THE REQUEST. Reproduce the lines verbatim, starting with the first one and ending after the line that contains "M91 60L99 61L107".

(Stored lines)

# # # # #

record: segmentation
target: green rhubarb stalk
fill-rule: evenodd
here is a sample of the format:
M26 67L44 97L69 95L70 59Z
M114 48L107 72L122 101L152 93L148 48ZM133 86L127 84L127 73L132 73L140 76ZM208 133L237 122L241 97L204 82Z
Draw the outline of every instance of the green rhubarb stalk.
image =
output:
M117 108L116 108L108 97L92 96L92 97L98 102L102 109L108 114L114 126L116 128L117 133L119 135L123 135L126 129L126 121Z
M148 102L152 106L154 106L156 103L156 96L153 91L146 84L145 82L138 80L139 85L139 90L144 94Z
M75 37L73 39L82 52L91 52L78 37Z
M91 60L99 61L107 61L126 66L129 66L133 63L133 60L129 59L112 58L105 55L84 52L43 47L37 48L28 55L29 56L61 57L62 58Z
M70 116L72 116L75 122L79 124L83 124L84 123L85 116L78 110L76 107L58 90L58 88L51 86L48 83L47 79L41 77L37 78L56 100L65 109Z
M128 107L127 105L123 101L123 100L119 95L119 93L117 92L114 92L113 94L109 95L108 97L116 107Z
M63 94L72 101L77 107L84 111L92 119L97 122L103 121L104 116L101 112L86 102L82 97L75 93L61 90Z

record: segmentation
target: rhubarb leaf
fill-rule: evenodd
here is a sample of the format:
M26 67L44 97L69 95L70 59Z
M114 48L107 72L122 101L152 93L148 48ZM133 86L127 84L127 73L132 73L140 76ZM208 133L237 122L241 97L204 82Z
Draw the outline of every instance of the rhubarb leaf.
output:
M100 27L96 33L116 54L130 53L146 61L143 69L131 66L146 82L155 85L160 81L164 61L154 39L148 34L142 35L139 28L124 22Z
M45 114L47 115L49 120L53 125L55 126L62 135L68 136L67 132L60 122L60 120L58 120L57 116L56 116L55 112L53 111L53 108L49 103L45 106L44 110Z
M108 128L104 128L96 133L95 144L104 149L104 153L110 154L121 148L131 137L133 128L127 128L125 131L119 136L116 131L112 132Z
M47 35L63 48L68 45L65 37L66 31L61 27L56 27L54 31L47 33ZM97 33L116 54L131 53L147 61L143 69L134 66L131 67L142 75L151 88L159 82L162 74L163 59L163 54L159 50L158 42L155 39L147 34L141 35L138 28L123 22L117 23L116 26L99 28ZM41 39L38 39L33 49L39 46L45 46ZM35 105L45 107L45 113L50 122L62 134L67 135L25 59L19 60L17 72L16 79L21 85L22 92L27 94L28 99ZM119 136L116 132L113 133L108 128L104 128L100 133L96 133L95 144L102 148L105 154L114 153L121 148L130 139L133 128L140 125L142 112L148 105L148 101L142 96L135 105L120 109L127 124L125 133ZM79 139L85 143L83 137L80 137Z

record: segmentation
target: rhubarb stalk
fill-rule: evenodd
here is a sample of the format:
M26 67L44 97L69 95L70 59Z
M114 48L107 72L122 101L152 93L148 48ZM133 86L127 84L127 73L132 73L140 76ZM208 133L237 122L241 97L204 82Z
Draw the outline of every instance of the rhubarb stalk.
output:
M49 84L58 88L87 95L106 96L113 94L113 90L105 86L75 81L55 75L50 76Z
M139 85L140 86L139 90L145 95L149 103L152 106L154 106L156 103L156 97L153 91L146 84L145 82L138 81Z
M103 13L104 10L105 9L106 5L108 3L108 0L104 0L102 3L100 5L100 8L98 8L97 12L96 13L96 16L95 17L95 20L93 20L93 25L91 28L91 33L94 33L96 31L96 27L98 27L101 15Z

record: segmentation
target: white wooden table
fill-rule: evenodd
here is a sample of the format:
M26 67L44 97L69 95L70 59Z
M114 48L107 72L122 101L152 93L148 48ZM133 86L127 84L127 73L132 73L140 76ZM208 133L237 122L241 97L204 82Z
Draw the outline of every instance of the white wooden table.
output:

# # # # #

ANSWER FOR THIS EXERCISE.
record: segmentation
target: green rhubarb stalk
fill-rule: evenodd
here is a sample of the format:
M26 67L44 97L69 95L70 59Z
M114 48L107 72L122 101L152 93L148 48ZM133 86L127 84L127 73L132 73L140 76ZM208 133L237 122L241 97L204 82Z
Draw the outline of every instance of the green rhubarb stalk.
image =
output:
M117 108L116 108L108 97L92 96L92 97L98 102L102 109L108 114L114 126L116 128L117 133L119 135L123 135L126 129L126 121Z
M148 102L152 106L154 106L156 103L156 96L153 91L146 84L145 82L138 80L139 85L139 90L144 94Z
M75 37L73 39L82 52L91 52L78 37Z
M91 60L99 61L107 61L126 66L129 66L133 63L133 60L129 59L112 58L105 55L84 52L43 47L37 48L28 55L29 56L61 57L62 58Z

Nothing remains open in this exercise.